Exercise description ->
Beginning with the line that holds "Reviewer note: check that every instance of the rooftop", please retype each line through the end of the listing below, both ends included, and nothing more.

==================================================

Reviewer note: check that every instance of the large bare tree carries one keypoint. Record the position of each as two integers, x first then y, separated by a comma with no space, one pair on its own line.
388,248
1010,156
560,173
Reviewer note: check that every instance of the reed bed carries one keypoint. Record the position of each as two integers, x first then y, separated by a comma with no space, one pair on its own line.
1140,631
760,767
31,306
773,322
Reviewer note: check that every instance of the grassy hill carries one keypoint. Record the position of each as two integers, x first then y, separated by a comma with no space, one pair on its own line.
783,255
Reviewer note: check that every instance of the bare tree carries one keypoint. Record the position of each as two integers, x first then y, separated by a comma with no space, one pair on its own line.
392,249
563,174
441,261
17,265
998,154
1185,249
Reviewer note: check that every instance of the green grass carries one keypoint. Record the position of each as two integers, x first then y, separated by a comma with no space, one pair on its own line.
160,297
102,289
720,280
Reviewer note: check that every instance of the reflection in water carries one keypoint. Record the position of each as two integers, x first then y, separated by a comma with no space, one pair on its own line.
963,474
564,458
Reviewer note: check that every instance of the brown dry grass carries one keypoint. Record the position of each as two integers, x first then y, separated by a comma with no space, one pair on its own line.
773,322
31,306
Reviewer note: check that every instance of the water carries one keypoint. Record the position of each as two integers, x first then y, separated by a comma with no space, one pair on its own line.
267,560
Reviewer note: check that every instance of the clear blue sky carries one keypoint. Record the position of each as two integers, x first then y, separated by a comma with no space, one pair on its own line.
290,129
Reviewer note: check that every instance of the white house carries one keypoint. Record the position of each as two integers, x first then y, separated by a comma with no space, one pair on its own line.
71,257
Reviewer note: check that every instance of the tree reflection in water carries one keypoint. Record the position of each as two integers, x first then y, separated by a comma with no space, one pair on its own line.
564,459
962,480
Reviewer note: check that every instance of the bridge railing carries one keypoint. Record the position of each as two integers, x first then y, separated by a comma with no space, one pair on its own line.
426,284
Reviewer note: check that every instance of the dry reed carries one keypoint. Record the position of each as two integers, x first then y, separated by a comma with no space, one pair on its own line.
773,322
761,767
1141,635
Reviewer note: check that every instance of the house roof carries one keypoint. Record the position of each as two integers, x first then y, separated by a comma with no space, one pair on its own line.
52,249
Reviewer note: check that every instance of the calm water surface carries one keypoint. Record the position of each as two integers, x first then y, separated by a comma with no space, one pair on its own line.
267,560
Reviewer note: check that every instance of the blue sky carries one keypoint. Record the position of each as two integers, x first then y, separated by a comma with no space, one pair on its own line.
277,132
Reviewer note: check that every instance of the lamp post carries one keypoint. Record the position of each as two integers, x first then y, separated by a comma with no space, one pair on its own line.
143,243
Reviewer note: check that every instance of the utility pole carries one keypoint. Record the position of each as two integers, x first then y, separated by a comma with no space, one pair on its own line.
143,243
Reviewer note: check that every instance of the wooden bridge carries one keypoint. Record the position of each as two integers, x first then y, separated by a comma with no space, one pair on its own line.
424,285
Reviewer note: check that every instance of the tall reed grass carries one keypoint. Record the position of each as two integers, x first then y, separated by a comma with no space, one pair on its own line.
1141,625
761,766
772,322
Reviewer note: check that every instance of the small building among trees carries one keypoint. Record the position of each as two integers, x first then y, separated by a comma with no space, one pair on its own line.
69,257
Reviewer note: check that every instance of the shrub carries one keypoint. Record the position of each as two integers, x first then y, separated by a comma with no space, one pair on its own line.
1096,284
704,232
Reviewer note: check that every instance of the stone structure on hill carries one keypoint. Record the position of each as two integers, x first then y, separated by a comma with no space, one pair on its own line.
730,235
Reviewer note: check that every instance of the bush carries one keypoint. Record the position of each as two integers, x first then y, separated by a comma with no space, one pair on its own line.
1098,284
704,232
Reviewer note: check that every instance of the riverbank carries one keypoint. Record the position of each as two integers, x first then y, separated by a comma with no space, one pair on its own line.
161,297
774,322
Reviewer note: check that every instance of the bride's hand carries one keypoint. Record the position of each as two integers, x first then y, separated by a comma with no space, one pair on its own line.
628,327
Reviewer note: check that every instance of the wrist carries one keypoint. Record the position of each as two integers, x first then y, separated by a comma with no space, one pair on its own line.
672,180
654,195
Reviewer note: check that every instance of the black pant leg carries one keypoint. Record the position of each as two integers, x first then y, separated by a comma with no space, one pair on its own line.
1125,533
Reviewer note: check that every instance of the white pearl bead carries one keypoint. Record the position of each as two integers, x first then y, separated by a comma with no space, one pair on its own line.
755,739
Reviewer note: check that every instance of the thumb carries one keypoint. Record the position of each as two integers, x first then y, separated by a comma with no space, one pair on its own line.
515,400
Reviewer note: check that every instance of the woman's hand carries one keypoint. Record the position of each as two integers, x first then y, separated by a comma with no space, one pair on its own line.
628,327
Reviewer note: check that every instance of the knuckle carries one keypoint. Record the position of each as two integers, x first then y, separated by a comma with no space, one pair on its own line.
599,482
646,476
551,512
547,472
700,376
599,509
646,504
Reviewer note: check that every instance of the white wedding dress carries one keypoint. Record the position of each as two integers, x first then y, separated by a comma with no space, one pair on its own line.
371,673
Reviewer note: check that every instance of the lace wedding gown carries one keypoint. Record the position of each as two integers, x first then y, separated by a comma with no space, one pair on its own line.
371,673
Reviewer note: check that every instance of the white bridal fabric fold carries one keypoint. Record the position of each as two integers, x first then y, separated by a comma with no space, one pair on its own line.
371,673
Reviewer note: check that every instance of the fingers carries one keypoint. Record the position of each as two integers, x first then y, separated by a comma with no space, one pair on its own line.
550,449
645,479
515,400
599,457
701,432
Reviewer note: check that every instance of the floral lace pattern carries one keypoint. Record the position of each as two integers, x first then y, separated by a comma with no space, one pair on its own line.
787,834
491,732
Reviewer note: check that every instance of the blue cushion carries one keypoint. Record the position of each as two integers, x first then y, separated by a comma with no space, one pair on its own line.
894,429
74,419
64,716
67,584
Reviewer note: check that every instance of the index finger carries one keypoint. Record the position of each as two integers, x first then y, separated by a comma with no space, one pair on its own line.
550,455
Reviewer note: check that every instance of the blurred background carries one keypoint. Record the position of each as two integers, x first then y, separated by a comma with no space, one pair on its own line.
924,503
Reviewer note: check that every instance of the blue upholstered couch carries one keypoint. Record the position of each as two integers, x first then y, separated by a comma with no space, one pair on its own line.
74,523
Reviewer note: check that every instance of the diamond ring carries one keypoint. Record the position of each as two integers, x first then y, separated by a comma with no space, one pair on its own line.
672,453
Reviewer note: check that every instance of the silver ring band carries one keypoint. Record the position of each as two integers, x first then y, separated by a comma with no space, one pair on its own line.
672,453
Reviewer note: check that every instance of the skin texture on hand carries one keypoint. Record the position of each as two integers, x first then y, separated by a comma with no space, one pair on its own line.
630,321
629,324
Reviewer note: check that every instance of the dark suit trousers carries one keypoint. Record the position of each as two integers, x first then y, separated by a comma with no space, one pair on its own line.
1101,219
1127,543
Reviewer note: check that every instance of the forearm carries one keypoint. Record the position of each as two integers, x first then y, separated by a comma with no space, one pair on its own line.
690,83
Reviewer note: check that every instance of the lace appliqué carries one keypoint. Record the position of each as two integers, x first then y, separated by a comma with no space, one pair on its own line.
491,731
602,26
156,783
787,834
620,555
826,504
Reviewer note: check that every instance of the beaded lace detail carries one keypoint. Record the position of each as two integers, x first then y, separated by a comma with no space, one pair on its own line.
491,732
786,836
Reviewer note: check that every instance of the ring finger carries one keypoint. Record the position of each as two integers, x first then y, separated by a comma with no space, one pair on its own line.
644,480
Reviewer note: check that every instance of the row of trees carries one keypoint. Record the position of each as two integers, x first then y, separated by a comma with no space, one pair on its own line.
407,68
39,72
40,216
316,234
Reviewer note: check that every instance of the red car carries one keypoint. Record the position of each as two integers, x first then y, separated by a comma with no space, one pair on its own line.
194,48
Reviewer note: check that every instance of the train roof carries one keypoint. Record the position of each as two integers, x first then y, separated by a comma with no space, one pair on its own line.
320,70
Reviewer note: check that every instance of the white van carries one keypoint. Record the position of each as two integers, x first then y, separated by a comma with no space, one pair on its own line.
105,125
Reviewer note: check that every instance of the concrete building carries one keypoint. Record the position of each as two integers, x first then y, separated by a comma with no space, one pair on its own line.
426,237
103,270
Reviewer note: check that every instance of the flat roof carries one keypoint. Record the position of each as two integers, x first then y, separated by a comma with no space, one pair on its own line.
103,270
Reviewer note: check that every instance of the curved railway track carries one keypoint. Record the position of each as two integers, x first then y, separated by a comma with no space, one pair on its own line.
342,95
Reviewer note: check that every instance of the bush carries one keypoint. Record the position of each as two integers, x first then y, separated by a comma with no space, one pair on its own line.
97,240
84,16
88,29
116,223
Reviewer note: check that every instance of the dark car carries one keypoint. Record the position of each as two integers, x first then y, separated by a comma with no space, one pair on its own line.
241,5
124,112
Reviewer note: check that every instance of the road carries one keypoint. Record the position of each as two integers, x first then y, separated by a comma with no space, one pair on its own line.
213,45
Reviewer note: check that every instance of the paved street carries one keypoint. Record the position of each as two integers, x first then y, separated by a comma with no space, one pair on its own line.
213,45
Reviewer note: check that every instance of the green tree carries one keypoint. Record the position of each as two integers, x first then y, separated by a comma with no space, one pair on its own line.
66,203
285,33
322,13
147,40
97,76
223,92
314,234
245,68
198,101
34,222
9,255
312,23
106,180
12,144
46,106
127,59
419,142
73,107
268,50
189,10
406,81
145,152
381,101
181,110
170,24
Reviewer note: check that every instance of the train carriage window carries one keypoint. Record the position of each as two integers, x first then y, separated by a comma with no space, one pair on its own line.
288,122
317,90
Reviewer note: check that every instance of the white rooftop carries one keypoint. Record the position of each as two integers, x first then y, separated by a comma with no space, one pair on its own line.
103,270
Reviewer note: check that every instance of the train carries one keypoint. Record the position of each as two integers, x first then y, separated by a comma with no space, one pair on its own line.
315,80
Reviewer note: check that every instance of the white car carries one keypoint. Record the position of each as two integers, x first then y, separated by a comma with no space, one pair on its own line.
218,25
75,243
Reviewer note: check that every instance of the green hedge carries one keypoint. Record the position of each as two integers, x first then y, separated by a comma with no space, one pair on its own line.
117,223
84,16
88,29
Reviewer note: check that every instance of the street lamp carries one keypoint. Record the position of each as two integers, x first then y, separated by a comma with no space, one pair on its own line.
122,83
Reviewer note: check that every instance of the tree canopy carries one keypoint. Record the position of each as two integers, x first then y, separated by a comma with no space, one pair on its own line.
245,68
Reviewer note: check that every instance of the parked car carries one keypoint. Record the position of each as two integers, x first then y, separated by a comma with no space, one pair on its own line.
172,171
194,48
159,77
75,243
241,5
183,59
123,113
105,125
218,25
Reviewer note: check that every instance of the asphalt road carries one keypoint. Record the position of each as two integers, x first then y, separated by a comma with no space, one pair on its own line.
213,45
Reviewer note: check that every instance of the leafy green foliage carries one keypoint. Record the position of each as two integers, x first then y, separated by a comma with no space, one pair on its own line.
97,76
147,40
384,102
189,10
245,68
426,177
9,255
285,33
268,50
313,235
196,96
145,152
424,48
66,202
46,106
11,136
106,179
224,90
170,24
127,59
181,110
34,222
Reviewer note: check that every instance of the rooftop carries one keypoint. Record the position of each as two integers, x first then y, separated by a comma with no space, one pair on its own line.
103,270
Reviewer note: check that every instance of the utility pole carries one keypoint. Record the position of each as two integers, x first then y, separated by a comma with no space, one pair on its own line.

==================================================

Response area ->
Reviewer note: check that every instance of the rooftop carries one keypoint. Record the position of each as two integers, x first then y, separated by a comma with no space, one pair on its own line.
103,270
Reviewer note: check that every instance of the utility pole carries one keypoint. Record the position of each as two integers, x first then y, separated by a comma with no space, one pair on its own line.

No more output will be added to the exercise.